╭─ DATA RECORDS

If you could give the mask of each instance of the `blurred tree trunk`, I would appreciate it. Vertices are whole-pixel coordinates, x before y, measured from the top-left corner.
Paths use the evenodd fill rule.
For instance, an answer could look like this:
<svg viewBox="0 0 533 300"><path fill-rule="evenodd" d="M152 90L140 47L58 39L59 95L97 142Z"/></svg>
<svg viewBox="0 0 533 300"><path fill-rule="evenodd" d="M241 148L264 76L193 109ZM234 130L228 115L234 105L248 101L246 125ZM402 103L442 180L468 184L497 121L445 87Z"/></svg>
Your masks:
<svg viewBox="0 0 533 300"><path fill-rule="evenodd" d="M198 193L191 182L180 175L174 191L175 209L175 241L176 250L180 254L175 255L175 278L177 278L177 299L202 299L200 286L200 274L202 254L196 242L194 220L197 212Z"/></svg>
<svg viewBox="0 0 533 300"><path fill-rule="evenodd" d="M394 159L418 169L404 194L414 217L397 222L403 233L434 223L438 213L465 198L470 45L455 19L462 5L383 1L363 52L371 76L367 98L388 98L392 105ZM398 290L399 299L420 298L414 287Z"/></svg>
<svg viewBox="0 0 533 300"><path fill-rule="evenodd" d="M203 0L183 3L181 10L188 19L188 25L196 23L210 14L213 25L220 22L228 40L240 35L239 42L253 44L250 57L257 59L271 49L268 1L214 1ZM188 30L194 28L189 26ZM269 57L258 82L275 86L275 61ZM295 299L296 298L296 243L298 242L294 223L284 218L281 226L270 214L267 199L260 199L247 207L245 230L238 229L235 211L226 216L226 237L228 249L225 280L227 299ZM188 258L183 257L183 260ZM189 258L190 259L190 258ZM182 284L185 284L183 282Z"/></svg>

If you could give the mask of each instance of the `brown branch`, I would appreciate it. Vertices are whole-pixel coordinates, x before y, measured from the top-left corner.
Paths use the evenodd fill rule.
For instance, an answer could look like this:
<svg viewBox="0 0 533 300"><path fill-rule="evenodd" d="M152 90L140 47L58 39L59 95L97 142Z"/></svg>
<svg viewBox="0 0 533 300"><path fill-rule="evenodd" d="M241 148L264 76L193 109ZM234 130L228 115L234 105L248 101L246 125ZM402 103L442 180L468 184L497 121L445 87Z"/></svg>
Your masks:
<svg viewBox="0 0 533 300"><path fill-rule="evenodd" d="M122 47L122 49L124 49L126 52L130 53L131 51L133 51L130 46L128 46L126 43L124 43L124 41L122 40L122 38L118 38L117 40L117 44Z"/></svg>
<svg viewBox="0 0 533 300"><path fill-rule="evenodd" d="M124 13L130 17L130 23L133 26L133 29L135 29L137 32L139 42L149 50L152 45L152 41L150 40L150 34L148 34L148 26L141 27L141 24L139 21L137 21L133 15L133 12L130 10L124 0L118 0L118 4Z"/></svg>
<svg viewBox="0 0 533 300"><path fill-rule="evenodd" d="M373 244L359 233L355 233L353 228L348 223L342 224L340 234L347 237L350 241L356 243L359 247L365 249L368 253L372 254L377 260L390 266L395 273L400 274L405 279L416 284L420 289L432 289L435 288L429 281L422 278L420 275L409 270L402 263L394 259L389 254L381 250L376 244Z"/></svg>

╰─

TASK REQUIREMENTS -
Where in the entries above does the word "from" appear? Copy each line that has it.

FINAL ANSWER -
If you could give the mask of each instance of the `blurred tree trunk`, I would appreciate it. Vertices are whole-pixel coordinates, x before y, measured from the top-left corner.
If you could give the mask of each instance of the `brown branch`, I would appreciate it. Vertices are whole-pixel coordinates, x before y, measured from the top-left corner.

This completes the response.